● ARTICLE:

2016-05-16 Thread Michael Krotscheck
Hey there, Vitaly-

I suspect that the issue you're encountering is actually a cross-atlantic
lag, combined with the Mirror's AFS cache warming up. As of this morning,
fuel-ui seems to be installing fine from dfw.rax, though you may run into
similar issues with other mirrors until those caches warm up.

Michael

On Thu, May 12, 2016 at 4:10 AM Vitaly Kramskikh 
wrote:

> Hi, Michael,
>
> I randomly get "error parsing json" for fuel-ui
> <https://github.com/openstack/fuel-ui> project:
> http://paste.openstack.org/show/496871/. Got such errors 2 times out of
> 5.
>
> 2016-05-11 22:07 GMT+03:00 Michael Krotscheck :
>
>> Hello everyone!
>>
>> We've recently added NPM mirrors to our infrastructure, and are about to
>> turn them on. Before that happens, however, we'd like to get a sanity check
>> from impacted projects to make sure that we don't wedge your gate.

● RAW DATA:
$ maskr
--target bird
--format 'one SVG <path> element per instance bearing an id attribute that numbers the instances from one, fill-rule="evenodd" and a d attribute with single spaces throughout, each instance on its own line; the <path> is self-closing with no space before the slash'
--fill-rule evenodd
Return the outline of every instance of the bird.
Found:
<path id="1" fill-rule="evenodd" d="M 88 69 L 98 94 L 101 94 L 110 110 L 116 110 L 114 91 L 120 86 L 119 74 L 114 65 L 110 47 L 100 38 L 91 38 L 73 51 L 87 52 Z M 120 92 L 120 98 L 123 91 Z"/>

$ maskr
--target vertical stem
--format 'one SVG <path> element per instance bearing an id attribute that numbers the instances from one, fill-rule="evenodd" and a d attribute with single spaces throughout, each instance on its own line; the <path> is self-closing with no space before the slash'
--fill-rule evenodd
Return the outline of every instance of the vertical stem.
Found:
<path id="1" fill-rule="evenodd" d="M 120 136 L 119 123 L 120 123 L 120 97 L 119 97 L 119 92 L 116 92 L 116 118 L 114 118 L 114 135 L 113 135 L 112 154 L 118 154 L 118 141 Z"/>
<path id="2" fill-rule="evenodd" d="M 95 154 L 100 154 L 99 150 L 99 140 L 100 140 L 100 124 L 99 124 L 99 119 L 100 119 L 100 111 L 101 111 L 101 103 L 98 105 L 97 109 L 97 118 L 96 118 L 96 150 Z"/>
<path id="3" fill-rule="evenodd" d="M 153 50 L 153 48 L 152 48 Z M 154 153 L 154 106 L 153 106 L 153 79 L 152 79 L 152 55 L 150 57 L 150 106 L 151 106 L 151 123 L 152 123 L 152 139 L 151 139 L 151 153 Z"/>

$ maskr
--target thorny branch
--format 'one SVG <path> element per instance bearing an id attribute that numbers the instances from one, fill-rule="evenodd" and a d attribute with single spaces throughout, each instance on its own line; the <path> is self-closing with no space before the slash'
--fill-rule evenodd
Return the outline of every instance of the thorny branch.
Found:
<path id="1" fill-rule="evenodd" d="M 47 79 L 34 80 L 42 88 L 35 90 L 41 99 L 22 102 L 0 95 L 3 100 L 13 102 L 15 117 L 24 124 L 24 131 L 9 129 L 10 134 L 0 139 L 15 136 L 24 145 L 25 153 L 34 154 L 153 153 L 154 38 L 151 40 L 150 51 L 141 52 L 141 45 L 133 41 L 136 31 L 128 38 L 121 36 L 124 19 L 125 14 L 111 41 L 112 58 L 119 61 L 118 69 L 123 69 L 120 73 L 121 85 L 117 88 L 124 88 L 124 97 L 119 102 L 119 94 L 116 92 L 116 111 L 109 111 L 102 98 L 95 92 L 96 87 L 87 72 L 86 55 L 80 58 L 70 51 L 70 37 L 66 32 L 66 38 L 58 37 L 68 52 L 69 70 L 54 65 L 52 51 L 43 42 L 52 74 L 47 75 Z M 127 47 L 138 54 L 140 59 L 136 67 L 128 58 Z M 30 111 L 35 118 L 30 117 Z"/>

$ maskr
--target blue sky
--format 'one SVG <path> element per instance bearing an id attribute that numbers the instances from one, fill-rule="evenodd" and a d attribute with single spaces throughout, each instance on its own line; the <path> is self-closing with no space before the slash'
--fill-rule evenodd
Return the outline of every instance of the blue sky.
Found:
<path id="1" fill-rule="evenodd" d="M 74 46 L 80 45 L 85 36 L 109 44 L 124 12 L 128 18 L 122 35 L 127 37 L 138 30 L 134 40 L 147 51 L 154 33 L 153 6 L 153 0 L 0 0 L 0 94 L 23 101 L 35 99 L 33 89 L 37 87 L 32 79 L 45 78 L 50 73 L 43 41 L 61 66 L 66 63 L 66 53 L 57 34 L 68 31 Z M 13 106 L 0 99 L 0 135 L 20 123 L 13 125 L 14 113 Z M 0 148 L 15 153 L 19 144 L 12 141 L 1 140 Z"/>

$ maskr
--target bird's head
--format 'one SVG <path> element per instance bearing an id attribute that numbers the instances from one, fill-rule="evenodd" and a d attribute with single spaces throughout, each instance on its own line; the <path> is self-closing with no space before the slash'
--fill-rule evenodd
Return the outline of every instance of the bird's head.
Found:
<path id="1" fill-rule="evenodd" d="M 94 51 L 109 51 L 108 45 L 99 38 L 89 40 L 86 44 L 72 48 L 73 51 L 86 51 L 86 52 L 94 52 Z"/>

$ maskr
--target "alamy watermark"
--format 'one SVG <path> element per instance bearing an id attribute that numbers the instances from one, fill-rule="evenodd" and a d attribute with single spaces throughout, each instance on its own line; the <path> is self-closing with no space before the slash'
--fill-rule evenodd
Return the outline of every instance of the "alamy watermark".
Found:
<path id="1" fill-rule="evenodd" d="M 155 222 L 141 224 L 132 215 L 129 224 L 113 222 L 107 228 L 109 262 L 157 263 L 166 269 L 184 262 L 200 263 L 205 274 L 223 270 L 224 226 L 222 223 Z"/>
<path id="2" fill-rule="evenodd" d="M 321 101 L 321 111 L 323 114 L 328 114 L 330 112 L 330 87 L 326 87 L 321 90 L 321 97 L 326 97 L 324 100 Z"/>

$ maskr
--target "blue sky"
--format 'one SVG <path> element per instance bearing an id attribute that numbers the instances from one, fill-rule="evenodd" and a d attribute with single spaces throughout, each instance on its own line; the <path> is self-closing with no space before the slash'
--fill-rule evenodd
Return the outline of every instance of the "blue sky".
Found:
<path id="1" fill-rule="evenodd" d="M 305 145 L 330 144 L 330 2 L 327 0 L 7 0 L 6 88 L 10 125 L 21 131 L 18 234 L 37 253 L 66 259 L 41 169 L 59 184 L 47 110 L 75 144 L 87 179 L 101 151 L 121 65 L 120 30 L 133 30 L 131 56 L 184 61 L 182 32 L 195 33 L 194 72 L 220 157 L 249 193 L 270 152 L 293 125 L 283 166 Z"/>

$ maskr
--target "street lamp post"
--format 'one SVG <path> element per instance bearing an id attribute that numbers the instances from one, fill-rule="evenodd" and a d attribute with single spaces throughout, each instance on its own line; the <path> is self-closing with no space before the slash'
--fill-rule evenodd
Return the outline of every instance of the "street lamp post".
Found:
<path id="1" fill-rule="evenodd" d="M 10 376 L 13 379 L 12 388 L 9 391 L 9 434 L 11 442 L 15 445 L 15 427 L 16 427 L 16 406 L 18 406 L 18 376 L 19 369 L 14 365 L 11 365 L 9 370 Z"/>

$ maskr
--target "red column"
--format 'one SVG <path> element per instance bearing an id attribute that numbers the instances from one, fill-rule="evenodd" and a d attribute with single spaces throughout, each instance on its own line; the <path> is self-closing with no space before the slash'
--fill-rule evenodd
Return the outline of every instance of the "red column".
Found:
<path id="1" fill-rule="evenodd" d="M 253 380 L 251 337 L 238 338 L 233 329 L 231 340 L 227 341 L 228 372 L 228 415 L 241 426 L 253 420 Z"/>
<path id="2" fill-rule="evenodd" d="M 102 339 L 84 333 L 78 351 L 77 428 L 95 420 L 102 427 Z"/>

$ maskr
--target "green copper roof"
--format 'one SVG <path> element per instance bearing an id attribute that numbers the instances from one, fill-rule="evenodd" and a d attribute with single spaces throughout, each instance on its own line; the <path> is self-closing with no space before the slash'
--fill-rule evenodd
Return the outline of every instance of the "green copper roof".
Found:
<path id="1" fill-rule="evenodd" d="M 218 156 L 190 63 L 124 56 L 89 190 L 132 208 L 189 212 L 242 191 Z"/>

● WHAT YOU ARE ASKED TO DO: In the mailing-list thread about NPM mirrors, what error did Vitaly Kramskikh say he randomly got for the fuel-ui project?

● COMPLETED TASK: He randomly got "error parsing json" errors.